Required work:
Each line from the one containing "the butterfly body" to the end of the material below is to be restated exactly, with pictures skipped.

Dataset content:

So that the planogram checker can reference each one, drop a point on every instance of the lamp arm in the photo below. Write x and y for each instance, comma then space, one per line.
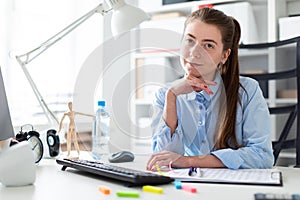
31, 55
38, 95
27, 58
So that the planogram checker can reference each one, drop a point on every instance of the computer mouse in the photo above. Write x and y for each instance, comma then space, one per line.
121, 156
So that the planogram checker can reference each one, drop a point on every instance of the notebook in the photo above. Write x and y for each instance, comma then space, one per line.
270, 177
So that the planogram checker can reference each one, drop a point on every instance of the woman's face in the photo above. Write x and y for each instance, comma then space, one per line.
202, 49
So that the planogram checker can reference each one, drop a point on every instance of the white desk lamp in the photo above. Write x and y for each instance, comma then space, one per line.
124, 18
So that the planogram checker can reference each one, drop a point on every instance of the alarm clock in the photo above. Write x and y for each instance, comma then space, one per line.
53, 143
34, 141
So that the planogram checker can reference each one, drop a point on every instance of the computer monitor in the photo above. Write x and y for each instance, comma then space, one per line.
6, 128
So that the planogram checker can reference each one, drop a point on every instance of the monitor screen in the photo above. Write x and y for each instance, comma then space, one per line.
6, 128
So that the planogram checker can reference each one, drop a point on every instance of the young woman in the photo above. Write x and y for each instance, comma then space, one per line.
212, 117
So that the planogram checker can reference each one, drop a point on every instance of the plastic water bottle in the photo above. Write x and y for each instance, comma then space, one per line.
101, 132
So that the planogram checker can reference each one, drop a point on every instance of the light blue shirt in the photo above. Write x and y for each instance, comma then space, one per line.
196, 135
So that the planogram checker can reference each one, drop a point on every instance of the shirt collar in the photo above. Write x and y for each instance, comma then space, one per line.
192, 96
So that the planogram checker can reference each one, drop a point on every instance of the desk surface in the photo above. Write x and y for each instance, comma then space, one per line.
52, 183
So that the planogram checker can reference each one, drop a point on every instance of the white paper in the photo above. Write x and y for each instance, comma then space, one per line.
247, 176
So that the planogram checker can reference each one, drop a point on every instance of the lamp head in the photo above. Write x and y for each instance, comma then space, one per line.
125, 17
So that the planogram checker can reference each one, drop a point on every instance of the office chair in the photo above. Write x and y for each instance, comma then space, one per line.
291, 110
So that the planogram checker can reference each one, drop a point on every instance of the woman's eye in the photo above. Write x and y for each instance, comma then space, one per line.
208, 46
189, 41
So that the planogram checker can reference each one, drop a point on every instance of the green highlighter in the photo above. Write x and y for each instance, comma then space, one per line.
130, 194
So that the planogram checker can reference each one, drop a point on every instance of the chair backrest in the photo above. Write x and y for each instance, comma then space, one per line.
292, 109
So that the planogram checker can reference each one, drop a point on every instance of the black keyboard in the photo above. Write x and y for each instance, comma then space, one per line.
126, 175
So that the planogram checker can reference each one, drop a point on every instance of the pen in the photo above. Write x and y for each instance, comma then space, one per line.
189, 188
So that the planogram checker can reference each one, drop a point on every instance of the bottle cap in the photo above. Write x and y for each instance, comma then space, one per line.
101, 103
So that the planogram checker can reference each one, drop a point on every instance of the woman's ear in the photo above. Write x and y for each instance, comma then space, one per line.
225, 55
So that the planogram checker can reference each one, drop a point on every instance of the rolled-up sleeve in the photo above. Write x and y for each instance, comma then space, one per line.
252, 132
162, 139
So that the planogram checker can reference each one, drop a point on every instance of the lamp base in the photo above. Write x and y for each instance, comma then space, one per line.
17, 165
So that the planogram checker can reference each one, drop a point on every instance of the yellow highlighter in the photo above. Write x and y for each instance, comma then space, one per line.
153, 189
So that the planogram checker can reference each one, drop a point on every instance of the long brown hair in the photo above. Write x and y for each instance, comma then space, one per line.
230, 31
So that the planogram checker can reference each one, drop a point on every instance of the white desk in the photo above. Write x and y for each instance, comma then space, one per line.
52, 183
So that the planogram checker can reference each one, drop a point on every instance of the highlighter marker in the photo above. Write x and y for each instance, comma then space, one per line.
153, 189
130, 194
104, 190
177, 184
189, 188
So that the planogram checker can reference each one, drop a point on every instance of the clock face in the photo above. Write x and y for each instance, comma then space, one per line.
37, 147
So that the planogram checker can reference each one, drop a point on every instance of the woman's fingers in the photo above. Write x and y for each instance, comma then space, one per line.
198, 84
161, 159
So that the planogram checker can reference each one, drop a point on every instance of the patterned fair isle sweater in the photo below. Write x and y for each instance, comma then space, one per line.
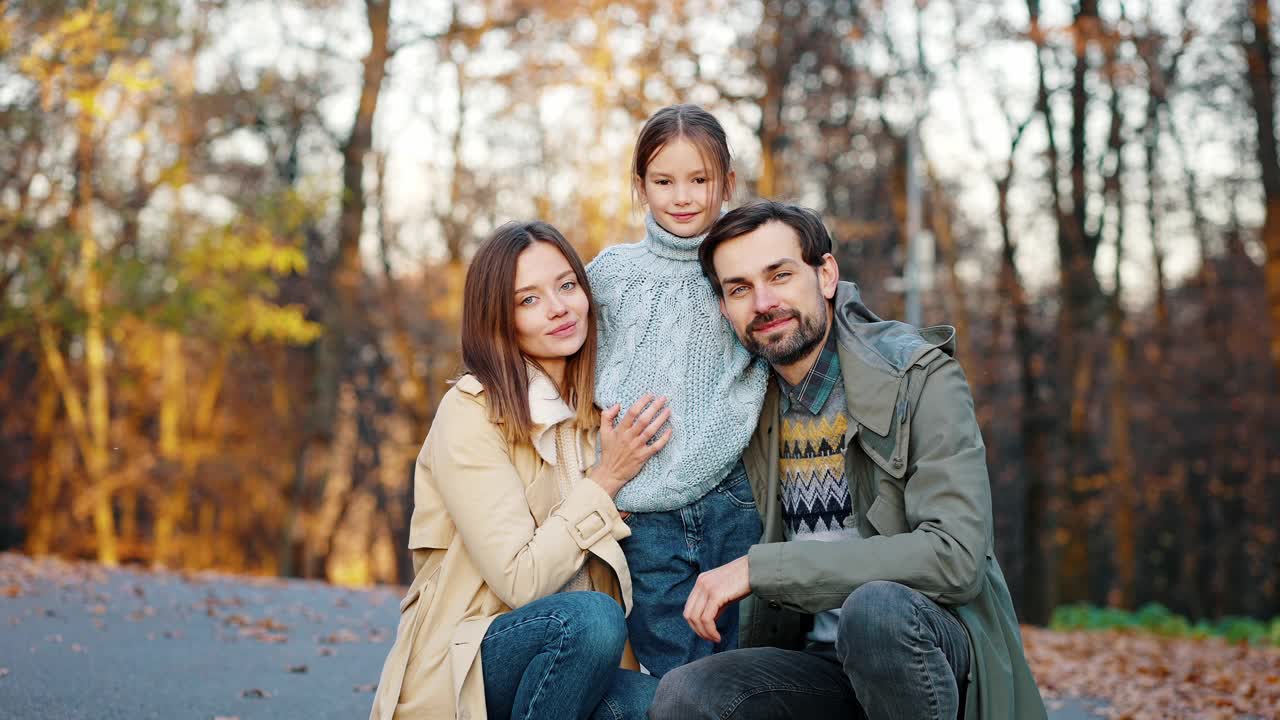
816, 501
662, 332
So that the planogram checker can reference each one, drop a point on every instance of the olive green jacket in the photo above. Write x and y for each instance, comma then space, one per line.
917, 472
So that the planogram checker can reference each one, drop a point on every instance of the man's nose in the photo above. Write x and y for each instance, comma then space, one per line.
766, 300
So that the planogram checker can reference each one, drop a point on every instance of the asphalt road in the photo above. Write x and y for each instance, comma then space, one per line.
80, 642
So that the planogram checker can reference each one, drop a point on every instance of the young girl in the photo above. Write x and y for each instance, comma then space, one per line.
516, 605
662, 332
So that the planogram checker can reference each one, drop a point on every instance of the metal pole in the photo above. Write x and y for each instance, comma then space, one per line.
912, 264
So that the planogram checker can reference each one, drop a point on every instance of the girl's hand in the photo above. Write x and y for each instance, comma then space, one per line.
626, 447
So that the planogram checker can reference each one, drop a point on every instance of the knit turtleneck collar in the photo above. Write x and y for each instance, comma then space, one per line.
667, 245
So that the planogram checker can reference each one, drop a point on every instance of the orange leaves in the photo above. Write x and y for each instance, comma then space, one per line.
1146, 677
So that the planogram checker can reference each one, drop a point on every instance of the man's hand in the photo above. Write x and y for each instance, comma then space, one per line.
712, 592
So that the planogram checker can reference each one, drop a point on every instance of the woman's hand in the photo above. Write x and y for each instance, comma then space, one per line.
626, 447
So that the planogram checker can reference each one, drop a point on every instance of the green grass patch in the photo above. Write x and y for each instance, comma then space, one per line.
1160, 620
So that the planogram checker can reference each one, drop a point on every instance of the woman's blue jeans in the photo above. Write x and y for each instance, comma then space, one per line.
557, 657
667, 551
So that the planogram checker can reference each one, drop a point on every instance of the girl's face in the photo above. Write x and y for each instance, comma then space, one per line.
680, 190
552, 310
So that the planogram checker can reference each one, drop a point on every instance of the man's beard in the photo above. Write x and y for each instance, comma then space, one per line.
794, 346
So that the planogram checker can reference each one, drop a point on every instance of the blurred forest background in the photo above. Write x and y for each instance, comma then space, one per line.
233, 233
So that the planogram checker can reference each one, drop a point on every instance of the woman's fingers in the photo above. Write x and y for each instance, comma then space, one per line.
659, 443
656, 424
647, 414
608, 415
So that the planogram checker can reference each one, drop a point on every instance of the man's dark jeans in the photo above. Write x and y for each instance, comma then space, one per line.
897, 656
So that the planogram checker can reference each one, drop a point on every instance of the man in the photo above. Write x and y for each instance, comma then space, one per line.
877, 566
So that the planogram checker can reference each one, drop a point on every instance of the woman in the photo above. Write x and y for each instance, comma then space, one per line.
516, 609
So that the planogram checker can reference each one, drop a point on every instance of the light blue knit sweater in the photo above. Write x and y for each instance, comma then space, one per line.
662, 332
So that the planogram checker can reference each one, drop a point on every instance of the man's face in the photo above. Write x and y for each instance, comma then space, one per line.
776, 302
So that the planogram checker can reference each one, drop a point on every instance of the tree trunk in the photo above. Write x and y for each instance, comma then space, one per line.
96, 411
343, 283
773, 62
1262, 85
45, 475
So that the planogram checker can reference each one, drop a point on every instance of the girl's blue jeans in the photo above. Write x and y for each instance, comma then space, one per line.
557, 659
667, 551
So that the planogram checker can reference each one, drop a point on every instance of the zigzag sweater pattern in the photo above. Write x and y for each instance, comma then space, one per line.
662, 332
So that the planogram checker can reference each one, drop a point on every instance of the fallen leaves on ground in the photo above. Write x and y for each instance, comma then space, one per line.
1144, 677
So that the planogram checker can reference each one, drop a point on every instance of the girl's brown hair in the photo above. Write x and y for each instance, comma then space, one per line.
490, 350
698, 127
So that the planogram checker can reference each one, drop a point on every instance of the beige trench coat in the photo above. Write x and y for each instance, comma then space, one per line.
489, 533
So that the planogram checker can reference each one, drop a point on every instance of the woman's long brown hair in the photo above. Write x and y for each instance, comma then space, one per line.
490, 350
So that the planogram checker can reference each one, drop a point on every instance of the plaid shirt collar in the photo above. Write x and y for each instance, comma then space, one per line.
816, 387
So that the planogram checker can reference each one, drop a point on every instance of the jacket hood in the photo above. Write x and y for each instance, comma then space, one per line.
876, 354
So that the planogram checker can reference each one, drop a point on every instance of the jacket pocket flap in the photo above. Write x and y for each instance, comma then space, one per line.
430, 529
887, 515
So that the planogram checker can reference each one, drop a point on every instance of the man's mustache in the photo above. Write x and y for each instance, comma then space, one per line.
771, 317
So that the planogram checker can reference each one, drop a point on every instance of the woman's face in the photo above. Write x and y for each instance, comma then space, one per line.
552, 310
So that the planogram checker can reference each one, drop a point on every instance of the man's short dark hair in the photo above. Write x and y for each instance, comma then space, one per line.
814, 241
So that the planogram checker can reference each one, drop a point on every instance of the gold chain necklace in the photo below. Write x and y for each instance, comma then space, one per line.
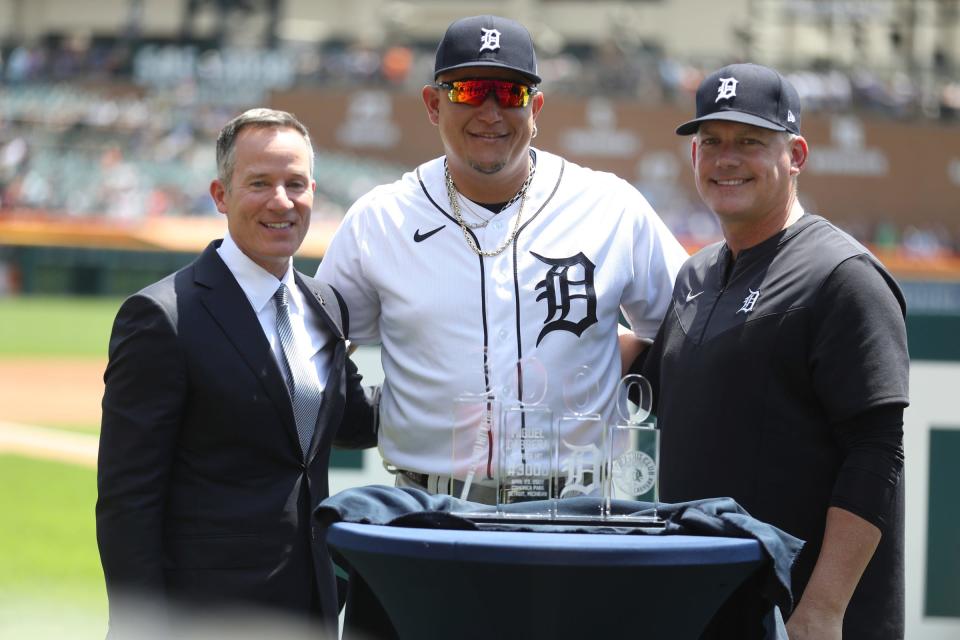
452, 194
467, 207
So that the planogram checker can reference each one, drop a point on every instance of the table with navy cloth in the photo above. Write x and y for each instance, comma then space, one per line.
436, 576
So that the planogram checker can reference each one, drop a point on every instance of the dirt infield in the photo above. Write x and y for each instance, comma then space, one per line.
53, 392
50, 392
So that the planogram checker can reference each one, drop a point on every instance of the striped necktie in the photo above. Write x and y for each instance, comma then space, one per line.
305, 396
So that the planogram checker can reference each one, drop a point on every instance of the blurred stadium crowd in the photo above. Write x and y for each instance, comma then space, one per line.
106, 129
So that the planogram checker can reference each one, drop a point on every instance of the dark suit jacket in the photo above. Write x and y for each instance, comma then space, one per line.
204, 494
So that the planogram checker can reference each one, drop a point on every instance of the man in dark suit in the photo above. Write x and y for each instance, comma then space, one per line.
227, 384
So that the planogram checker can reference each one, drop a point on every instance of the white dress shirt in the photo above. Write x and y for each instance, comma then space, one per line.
259, 285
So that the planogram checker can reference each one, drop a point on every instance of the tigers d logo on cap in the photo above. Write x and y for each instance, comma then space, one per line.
487, 41
747, 93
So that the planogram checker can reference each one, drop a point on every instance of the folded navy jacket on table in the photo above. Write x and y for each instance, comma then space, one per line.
408, 507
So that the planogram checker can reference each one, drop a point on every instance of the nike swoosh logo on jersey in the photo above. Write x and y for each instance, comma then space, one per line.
420, 237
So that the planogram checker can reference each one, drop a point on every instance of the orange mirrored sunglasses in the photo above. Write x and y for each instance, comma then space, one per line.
510, 95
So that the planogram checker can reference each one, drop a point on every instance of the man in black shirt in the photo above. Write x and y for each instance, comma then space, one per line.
780, 371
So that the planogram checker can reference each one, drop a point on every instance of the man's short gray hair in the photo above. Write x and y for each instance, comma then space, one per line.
261, 118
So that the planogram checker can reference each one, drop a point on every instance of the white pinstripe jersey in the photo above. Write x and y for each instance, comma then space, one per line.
589, 245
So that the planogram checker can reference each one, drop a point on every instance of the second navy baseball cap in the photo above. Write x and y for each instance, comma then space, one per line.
487, 41
747, 93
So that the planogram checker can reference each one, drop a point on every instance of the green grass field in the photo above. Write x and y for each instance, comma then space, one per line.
51, 584
56, 326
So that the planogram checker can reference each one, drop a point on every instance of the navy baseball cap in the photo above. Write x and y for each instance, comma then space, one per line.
747, 93
487, 41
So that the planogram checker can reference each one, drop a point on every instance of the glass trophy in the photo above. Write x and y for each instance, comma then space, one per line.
527, 464
633, 450
580, 442
476, 422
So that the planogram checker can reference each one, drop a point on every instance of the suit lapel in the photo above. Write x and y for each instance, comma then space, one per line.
225, 301
319, 298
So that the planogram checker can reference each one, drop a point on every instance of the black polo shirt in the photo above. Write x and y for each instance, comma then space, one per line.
758, 361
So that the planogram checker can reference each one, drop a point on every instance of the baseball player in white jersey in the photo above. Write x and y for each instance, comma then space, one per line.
493, 255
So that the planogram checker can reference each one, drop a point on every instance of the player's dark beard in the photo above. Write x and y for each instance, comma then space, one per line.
488, 169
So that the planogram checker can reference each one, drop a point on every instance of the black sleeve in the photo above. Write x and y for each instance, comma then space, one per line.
144, 398
858, 355
872, 443
359, 426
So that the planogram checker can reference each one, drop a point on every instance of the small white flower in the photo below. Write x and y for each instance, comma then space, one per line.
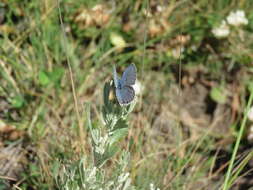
250, 114
152, 187
138, 87
222, 31
237, 18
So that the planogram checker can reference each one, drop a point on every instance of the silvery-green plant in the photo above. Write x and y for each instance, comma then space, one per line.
105, 140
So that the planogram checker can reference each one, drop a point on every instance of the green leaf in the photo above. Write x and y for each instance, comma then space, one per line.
17, 101
43, 78
56, 75
117, 135
218, 94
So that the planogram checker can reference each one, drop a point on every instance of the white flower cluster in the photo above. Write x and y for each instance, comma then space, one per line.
235, 18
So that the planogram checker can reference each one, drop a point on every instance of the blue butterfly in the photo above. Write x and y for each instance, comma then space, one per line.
124, 91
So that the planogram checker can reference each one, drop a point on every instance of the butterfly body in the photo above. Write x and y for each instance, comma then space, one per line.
124, 91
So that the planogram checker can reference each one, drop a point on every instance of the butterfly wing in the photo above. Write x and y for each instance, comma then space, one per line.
115, 77
129, 75
125, 95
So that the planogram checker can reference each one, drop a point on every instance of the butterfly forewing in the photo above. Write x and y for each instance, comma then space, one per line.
129, 75
125, 95
115, 77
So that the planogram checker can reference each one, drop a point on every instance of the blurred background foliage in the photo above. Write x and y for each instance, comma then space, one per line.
194, 62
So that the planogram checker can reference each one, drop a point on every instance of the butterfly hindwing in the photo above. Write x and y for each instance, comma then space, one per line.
125, 95
129, 75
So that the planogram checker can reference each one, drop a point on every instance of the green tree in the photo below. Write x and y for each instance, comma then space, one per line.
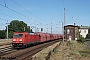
17, 26
88, 35
2, 34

The answer:
So that the planogram checker can reference each one, drop a point on every instance of the butterfly body in the photo above. Write x and y for each instance, comma then space, one per line.
124, 91
So that the planogram checker can reference each one, drop a point on every instance of the butterfly wing in the photo above. Write x and y for each instance, comma then space, one per line.
115, 77
129, 75
125, 95
So that the planogram checker can reference each one, drop a point on every instance of the butterfly forewing in the photo above. Write x and y for each instance, comma then space, one per line.
129, 75
125, 95
115, 77
So that the planogram checker can reference each one, drop a point on every instance of the blurred background foliage in the photo above. Write x and y for each instance, comma then space, one per line.
194, 62
So that the planogram checker can reference each one, drop a point on every instance of the butterfly hindwing in the photo above. Write x and y for each instance, comma then space, one per line.
125, 95
129, 75
So that the planogram checker can reference each one, drop a point on every instance of the green tree in the photo below. Write x and y for each instance, comma then space, one per line.
17, 26
88, 35
2, 34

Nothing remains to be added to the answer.